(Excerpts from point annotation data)
=-=-=

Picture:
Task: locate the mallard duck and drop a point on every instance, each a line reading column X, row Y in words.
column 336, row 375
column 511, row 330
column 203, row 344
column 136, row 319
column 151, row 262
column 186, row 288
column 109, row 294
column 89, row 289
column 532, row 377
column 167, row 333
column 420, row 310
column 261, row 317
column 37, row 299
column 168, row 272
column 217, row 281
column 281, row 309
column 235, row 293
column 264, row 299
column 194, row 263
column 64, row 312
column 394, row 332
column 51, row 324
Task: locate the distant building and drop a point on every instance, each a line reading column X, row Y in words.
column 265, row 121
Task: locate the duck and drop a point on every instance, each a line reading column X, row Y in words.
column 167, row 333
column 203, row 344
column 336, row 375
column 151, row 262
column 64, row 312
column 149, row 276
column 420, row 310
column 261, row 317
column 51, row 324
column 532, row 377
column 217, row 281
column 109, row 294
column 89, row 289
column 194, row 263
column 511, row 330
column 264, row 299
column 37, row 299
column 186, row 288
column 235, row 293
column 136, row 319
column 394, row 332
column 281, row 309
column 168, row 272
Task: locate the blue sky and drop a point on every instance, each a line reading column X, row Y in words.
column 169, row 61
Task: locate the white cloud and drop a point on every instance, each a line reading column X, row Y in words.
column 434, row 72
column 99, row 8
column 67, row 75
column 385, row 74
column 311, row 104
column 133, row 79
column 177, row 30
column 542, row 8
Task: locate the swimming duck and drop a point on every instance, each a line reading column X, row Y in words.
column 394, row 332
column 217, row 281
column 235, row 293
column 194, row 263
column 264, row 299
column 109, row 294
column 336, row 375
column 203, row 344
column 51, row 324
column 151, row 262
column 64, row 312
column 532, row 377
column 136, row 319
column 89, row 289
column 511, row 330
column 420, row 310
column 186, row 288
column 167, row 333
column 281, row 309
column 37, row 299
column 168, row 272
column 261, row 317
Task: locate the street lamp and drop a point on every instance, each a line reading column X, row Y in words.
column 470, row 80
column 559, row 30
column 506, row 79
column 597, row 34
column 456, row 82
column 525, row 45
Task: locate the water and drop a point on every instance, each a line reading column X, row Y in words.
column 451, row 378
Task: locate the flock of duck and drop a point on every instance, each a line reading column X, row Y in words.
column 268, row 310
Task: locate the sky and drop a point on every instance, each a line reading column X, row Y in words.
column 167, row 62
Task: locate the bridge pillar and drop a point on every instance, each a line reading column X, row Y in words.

=-=-=

WHAT TO WORK ON
Locate "Task: locate the blue" in the material, then quote the line that contains it and all lines after it through the final one.

FULL SOLUTION
Task: locate the blue sky and drop a point on every instance, each a line reading column X, row Y in words.
column 169, row 61
Task: locate the white cloud and drop a point on every instance, each a line reading column X, row Y in words.
column 434, row 72
column 99, row 8
column 67, row 75
column 385, row 74
column 311, row 104
column 133, row 79
column 177, row 30
column 542, row 8
Task: locate the swimming duck and drop a point on every instance, each a line reading column X, row Y in words.
column 394, row 332
column 217, row 281
column 235, row 293
column 194, row 263
column 264, row 299
column 109, row 294
column 336, row 375
column 203, row 344
column 51, row 324
column 151, row 262
column 64, row 312
column 532, row 377
column 136, row 319
column 89, row 289
column 511, row 330
column 420, row 310
column 186, row 288
column 167, row 333
column 281, row 309
column 37, row 299
column 168, row 272
column 261, row 317
Task: locate the street lamp and drop a point on every instance, each a line reading column X, row Y in words.
column 470, row 80
column 559, row 30
column 506, row 79
column 597, row 34
column 456, row 82
column 525, row 45
Task: locate the water and drop a point on every instance, each a line reading column X, row Y in words.
column 451, row 378
Task: locate the flock of duck and drop a point on every instance, each a line reading column X, row Y in words.
column 268, row 310
Task: locate the sky and drop a point on every instance, each a line reading column X, row Y in words.
column 167, row 62
Task: locate the bridge pillar and drop a point on every instance, each a line reading column X, row Y in words.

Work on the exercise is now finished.